Exercise: Retype all of the entries precisely.

____________

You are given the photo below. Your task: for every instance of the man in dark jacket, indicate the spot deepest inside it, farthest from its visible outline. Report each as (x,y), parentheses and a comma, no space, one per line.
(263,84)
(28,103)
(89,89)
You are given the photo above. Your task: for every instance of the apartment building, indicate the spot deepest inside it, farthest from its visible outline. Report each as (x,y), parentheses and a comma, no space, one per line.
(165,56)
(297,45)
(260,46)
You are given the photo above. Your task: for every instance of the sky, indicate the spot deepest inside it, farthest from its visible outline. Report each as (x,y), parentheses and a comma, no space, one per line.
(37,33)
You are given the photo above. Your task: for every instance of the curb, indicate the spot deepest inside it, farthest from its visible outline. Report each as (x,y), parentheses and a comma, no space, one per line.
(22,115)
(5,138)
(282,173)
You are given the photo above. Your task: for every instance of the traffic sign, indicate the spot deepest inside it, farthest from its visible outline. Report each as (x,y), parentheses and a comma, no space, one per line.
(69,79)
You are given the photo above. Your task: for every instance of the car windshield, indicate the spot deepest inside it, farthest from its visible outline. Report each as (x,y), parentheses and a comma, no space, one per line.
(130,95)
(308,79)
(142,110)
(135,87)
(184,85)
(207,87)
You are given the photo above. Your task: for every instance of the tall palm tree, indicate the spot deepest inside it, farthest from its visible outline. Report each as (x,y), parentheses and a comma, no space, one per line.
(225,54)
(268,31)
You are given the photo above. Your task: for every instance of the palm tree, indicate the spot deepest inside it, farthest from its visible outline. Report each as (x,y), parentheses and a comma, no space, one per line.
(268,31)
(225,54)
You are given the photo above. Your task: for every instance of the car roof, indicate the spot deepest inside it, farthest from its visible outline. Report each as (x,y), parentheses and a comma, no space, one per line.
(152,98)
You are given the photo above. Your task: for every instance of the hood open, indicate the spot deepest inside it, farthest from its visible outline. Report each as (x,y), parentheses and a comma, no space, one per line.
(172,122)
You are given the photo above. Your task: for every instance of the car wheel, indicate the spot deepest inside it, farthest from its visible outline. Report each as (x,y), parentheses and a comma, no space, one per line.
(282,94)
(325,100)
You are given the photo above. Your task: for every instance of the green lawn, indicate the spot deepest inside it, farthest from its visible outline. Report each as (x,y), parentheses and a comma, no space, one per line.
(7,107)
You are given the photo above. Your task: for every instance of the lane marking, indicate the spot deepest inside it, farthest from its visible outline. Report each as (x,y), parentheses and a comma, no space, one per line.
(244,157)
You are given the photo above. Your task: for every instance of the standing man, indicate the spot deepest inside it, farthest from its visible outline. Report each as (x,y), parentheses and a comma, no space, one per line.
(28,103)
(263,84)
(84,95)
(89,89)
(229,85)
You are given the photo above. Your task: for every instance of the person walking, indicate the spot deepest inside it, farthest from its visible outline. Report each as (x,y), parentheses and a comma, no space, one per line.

____________

Solved problem:
You are given the photo below. Your task: for every instance of the man in dark jacket, indicate the spot deepest inside it, farthest from its visible outline. Report each as (x,y), parentheses and a comma, no space, one per line.
(263,84)
(28,103)
(89,89)
You are given the photo above. Your task: for every instance of the apartment building, indicate the spot deepest inside it, farthest from its visible outline. Report each as (x,y), parentheses and a comma, no space, one per line.
(165,56)
(297,45)
(260,46)
You are given the photo above. Your task: for every instance of the sky, indicate the spot deepest inside it, farthest from its visible outline. Report each as (x,y), parentheses and a comma, no space, one per line.
(37,33)
You are given the photo above. Your task: for every instance of the curb, indicate the spot deepest inside it, farthest from its visible outline. Report each as (x,y), parentheses and a comma, no space, one per line.
(22,115)
(5,138)
(282,173)
You are given the photo above. Your task: for every instance of the traffic sign, indicate the spot deepest inside it, farthest from its visible outline. Report each as (x,y), parentheses and a comma, no space, one per line.
(69,79)
You are given the photo above. Your task: for every instance of the car windshield, indicate the spot deepest inside it, farthest from its visible outline. Report each as (x,y), parentheses and a comma, no space, one per line.
(130,95)
(308,79)
(142,110)
(135,87)
(184,85)
(207,87)
You are given the photo above. Your task: for every instance of the tall palm tree, indicate the spot deepest inside it, farthest from its visible outline. Report each as (x,y), parentheses and a comma, no space, one per line.
(225,54)
(268,31)
You are given the photo above. Your task: for every instance of the palm tree, indicate the spot deepest inside it, farthest from its visible outline. Report each as (x,y), parentheses and a comma, no space, one per line.
(268,31)
(225,54)
You are given the photo above. Your task: for every instance of the car roof, indicate the spot deepest inside it, farthest from its visible outline. Report each as (x,y), parentheses and a comma, no space, one per line.
(152,98)
You are given the photo above. Your task: for every instance of the hood open, indicate the spot deepest inside it, farthest from its visible outline. Report each as (x,y), parentheses and a comma, no space, one per line.
(172,122)
You are given the photo above. Your task: for every instance of the car wheel, indicate the spot deepest inside it, farthest from its visible outline. Report each as (x,y), parentheses and a comma, no space, one per line.
(282,94)
(325,100)
You are given the photo above. Your task: for every instance of the green lawn, indicate the spot deepest inside it, farthest from its visible outline. Report each as (x,y), parentheses and a comma, no space, one per line.
(7,107)
You are given the photo above. Your task: for every instance of the lane marking, indicate the spot deepest inside it, farthest from its visible outline. Report each as (x,y), parentheses and a comma, no space, one per line.
(244,157)
You are given the photo above. Your task: for every instance of the standing man, indicate the spot deepest inside it, farthest from its visible outline. Report each as (x,y), parentheses and a comma, no space, one per line.
(28,103)
(263,84)
(84,95)
(89,89)
(229,85)
You are given the photo above. Your task: for every instance of the person walking, indicate the spot deepest inside it, farthest from its visible outline. Report each as (x,y), parentheses and a comma, no space, one per line.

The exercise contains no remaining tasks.